• _Your task_
Pick out every line below that contains the word "street" and copy each one unchanged.
··· Supplied entries ···
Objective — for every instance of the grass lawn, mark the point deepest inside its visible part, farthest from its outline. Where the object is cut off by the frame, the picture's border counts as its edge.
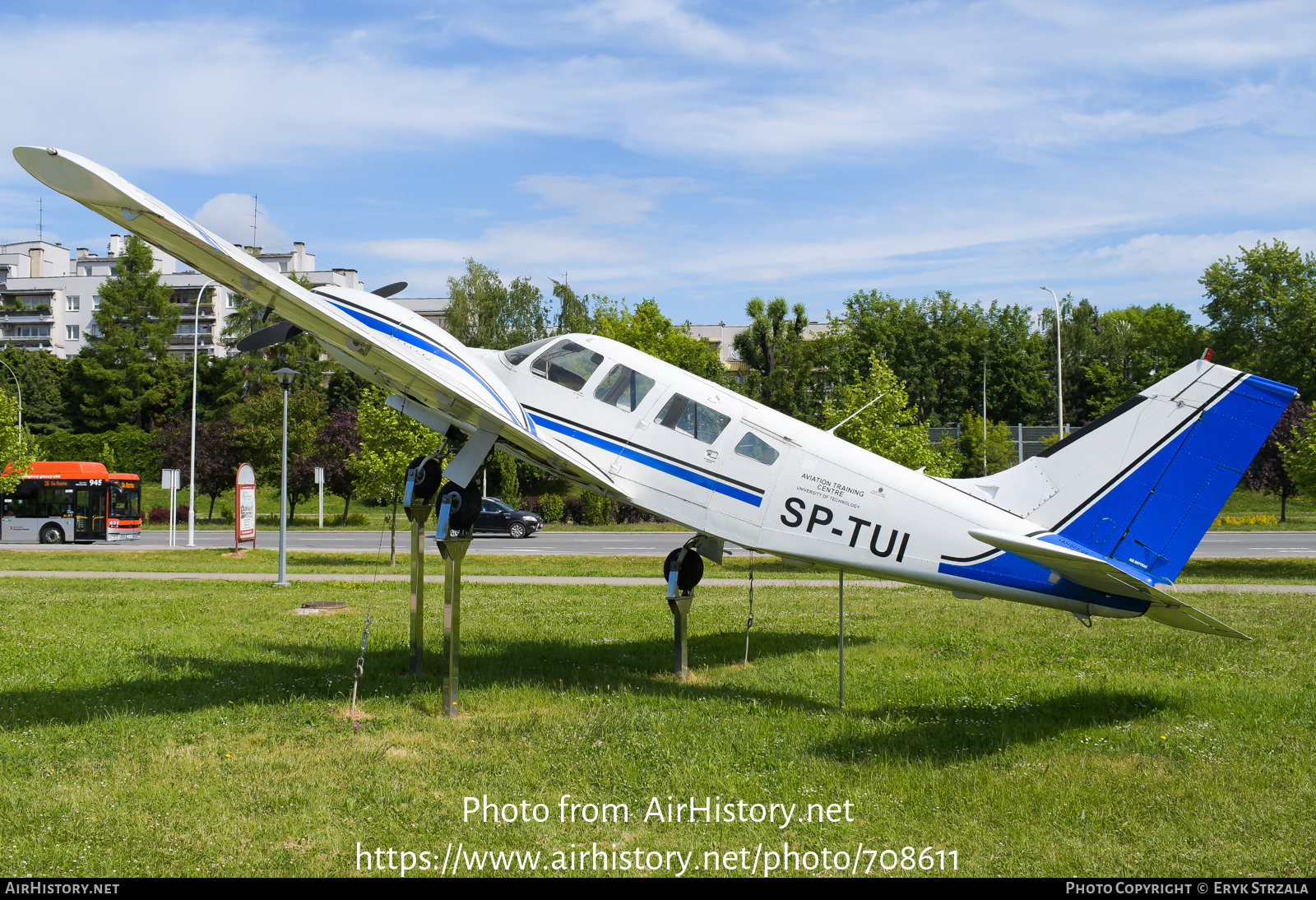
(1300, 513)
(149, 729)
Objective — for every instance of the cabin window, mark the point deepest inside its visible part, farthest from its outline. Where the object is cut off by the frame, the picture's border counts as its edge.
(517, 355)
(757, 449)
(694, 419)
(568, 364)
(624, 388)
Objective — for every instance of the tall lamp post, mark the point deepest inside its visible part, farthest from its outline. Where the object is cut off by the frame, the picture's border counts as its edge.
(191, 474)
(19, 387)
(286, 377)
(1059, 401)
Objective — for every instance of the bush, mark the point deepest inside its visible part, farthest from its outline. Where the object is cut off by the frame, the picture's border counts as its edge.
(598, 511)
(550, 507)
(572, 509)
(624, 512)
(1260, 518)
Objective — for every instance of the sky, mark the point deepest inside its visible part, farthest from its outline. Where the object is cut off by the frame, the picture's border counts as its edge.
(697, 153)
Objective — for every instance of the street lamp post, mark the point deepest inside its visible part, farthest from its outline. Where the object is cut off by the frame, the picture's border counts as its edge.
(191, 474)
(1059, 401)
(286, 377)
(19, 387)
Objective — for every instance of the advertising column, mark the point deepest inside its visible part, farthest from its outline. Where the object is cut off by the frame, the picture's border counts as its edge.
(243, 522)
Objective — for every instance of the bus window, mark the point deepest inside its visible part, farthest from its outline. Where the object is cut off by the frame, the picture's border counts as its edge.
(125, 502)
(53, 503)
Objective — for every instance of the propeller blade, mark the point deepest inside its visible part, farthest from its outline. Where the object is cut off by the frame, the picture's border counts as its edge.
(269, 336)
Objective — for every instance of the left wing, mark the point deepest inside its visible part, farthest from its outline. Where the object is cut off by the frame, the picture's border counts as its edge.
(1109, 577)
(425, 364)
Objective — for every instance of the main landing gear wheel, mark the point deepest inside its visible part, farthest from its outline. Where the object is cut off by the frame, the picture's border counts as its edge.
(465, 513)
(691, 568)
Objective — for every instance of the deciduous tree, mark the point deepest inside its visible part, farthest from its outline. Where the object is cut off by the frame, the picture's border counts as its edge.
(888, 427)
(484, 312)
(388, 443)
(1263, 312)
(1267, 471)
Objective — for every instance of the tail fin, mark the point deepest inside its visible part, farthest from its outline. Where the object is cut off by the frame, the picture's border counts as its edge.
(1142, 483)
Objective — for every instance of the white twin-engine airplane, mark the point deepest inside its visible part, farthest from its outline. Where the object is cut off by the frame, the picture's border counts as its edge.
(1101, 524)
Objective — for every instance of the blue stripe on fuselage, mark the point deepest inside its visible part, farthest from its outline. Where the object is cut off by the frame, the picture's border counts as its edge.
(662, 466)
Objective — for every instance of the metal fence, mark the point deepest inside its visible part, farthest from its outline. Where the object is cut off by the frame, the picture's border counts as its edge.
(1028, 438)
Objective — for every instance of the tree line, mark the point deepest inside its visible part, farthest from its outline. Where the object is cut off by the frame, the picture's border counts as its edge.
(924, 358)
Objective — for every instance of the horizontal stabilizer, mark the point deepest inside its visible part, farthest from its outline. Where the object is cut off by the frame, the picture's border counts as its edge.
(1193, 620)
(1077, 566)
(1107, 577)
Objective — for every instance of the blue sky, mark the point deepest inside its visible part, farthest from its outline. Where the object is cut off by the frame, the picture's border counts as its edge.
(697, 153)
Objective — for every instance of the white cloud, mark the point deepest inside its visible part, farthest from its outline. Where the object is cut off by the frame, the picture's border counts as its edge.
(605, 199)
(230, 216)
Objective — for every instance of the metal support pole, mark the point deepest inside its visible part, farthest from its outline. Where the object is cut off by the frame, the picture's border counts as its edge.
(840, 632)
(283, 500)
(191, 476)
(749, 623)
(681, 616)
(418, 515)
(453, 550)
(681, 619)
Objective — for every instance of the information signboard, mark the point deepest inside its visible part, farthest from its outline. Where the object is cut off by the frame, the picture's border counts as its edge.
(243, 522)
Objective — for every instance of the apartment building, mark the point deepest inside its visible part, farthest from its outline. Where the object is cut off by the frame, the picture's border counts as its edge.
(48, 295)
···
··· Supplied entries ···
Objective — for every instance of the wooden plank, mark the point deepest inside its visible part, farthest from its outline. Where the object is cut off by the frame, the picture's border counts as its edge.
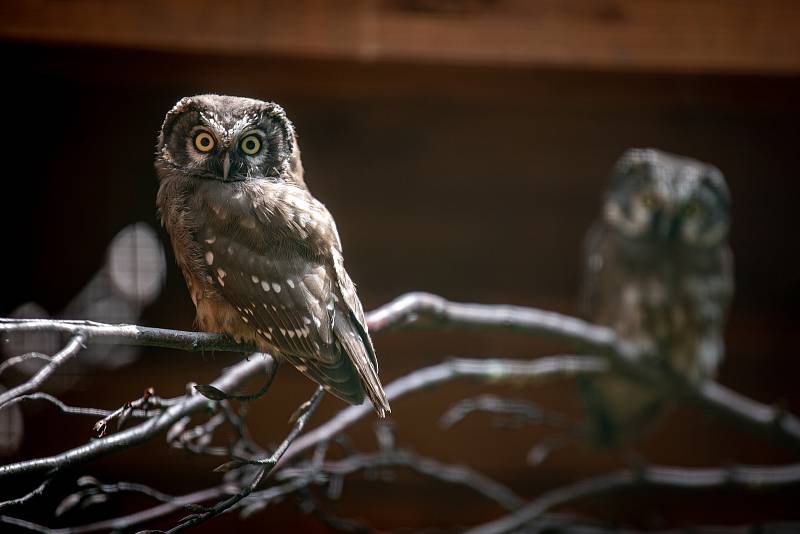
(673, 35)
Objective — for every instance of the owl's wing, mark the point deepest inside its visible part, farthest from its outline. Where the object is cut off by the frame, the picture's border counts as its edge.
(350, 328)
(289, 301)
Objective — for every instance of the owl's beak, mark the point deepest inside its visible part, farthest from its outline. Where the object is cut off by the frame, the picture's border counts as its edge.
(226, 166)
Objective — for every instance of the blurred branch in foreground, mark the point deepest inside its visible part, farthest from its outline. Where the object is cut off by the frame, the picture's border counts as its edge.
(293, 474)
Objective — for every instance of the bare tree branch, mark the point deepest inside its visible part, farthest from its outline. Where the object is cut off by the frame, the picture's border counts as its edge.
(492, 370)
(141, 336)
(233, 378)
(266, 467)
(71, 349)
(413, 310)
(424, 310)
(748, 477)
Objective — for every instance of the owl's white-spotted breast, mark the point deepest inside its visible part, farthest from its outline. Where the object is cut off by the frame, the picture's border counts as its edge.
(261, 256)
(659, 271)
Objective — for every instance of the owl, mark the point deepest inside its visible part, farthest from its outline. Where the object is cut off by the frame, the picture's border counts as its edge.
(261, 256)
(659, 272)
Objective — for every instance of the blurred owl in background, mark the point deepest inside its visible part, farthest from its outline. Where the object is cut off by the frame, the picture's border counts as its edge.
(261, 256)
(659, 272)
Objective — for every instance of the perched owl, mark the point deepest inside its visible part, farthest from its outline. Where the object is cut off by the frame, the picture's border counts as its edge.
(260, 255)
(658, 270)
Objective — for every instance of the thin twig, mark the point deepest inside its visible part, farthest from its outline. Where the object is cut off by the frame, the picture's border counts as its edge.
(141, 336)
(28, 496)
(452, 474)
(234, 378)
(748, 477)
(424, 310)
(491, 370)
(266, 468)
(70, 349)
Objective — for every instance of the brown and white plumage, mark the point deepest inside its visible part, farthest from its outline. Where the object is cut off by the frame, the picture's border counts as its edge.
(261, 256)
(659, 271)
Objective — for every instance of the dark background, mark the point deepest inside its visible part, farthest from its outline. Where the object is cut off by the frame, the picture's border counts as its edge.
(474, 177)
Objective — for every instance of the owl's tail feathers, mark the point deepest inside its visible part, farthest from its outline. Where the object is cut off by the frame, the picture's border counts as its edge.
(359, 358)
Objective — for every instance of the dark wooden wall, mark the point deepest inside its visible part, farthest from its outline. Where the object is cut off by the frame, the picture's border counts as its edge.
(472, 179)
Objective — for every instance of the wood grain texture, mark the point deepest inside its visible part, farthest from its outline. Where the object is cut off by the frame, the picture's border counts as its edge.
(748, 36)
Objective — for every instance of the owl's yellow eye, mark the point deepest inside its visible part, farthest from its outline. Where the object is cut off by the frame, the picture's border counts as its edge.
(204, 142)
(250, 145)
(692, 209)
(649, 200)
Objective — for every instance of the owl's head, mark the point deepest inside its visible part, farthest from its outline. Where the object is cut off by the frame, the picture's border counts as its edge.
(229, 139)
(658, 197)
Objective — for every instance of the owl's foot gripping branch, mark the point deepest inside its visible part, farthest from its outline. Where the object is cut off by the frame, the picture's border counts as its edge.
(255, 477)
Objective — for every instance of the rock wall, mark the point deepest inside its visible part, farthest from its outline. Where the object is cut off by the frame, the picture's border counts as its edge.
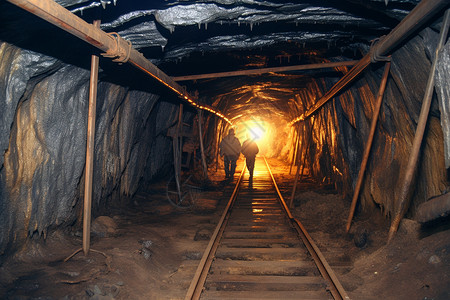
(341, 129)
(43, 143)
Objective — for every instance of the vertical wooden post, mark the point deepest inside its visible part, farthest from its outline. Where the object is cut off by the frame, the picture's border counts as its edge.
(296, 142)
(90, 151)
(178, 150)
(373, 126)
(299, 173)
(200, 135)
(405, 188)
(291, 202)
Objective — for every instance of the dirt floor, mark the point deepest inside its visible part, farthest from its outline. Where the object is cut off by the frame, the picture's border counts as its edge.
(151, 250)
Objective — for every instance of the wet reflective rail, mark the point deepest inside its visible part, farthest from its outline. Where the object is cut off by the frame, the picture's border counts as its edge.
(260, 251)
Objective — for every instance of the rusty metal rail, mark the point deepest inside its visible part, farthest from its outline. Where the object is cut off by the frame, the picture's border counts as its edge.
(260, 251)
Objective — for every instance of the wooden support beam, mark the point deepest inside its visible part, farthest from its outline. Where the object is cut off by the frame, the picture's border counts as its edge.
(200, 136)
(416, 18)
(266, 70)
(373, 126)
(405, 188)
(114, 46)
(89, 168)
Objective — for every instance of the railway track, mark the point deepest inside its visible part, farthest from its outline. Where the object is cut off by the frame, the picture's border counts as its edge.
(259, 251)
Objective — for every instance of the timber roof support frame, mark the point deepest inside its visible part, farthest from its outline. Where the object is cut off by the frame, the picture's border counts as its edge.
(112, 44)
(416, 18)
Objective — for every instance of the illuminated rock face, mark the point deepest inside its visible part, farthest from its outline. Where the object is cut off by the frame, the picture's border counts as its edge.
···
• _Written response_
Objective — for every instance of the street lamp post, mark the point deepest inside its visible part, farthest from its outline. Where the object is cut off by the frame, the picture's border counts as its edge.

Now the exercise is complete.